Data excerpts

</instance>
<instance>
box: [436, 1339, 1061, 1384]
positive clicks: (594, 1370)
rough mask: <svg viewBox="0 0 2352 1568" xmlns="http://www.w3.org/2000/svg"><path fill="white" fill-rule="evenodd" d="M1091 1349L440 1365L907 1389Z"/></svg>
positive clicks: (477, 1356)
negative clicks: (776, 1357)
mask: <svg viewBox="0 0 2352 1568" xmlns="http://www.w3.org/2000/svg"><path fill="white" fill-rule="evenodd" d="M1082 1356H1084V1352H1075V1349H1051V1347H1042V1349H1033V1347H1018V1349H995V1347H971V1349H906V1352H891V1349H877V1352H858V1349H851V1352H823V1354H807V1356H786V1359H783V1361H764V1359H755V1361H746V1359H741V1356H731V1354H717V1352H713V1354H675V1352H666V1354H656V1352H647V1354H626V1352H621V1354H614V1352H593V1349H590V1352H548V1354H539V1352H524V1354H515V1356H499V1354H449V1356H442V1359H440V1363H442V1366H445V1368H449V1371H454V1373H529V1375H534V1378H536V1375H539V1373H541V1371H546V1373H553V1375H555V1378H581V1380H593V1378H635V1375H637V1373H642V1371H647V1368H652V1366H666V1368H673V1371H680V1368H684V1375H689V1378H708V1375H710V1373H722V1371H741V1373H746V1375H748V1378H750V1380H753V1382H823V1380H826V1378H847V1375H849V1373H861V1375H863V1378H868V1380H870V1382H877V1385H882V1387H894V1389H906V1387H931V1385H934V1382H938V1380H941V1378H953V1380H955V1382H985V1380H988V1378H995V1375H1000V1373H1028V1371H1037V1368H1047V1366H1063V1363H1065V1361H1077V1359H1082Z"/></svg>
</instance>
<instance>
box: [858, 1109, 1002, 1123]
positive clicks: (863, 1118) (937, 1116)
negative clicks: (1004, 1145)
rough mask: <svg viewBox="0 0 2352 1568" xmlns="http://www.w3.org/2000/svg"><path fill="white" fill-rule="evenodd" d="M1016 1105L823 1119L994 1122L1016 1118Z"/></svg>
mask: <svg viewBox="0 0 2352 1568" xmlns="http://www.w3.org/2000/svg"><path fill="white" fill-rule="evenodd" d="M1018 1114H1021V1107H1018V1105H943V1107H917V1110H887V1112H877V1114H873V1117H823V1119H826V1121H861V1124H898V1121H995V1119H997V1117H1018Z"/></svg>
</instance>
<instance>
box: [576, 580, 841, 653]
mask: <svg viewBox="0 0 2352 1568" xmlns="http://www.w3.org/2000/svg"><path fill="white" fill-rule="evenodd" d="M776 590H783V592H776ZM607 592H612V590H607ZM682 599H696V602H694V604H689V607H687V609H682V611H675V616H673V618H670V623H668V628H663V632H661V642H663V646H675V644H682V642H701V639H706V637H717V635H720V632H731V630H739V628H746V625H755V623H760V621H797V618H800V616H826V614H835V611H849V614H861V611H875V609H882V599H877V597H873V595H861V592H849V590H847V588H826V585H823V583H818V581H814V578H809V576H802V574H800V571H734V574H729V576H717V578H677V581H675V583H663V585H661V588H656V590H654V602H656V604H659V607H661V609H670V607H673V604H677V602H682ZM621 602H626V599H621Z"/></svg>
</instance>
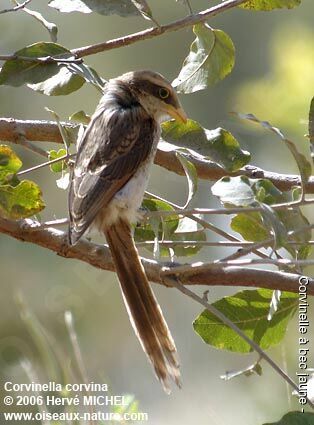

■ **Prompt**
Word for word, print out all of the records above; pass over the pictures.

■ **Response to the exercise**
</instance>
<instance>
box: [436, 1339, 1061, 1384]
positive clicks: (594, 1370)
rough mask: <svg viewBox="0 0 2352 1568" xmlns="http://www.w3.org/2000/svg"><path fill="white" fill-rule="evenodd" d="M1091 1349L440 1365L907 1389Z"/></svg>
positive clicks: (477, 1356)
negative clicks: (776, 1357)
mask: <svg viewBox="0 0 2352 1568" xmlns="http://www.w3.org/2000/svg"><path fill="white" fill-rule="evenodd" d="M1082 1356H1084V1352H1075V1349H1051V1347H1042V1349H1033V1347H1018V1349H995V1347H971V1349H906V1352H891V1349H877V1352H858V1349H851V1352H823V1354H807V1356H786V1359H783V1361H764V1359H755V1361H746V1359H741V1356H731V1354H717V1352H713V1354H675V1352H666V1354H656V1352H647V1354H626V1352H621V1354H614V1352H593V1349H590V1352H548V1354H539V1352H524V1354H515V1356H499V1354H449V1356H442V1359H440V1363H442V1366H445V1368H449V1371H454V1373H529V1375H534V1378H536V1375H539V1373H541V1371H546V1373H553V1375H555V1378H581V1380H593V1378H635V1375H637V1373H642V1371H647V1368H652V1366H666V1368H673V1371H680V1368H684V1375H689V1378H708V1375H710V1373H722V1371H741V1373H746V1375H748V1378H750V1380H753V1382H823V1380H826V1378H847V1375H849V1373H861V1375H863V1378H868V1380H870V1382H877V1385H882V1387H894V1389H906V1387H931V1385H934V1382H938V1380H941V1378H953V1380H955V1382H985V1380H988V1378H995V1375H1000V1373H1028V1371H1037V1368H1047V1366H1063V1363H1065V1361H1077V1359H1082Z"/></svg>
</instance>
<instance>
box: [858, 1109, 1002, 1123]
positive clicks: (863, 1118) (937, 1116)
negative clicks: (1004, 1145)
rough mask: <svg viewBox="0 0 2352 1568" xmlns="http://www.w3.org/2000/svg"><path fill="white" fill-rule="evenodd" d="M1016 1105L823 1119L994 1122L1016 1118Z"/></svg>
mask: <svg viewBox="0 0 2352 1568" xmlns="http://www.w3.org/2000/svg"><path fill="white" fill-rule="evenodd" d="M1018 1114H1021V1107H1018V1105H943V1107H917V1110H887V1112H877V1114H873V1117H823V1119H826V1121H861V1124H898V1121H995V1119H997V1117H1018Z"/></svg>
</instance>
<instance>
box: [576, 580, 841, 653]
mask: <svg viewBox="0 0 2352 1568" xmlns="http://www.w3.org/2000/svg"><path fill="white" fill-rule="evenodd" d="M776 590H783V592H776ZM607 592H612V590H607ZM682 599H696V602H694V604H689V607H687V609H682V611H675V616H673V618H670V623H668V628H663V632H661V642H663V646H675V644H682V642H701V639H706V637H717V635H720V632H731V630H739V628H746V625H755V623H760V621H797V618H800V616H826V614H835V611H849V614H861V611H875V609H882V599H877V597H873V595H861V592H849V590H847V588H826V585H823V583H818V581H814V578H809V576H802V574H800V571H734V574H729V576H717V578H677V581H675V583H663V585H661V588H656V590H654V602H656V604H659V607H661V609H670V607H673V604H677V602H682ZM621 602H626V599H621Z"/></svg>
</instance>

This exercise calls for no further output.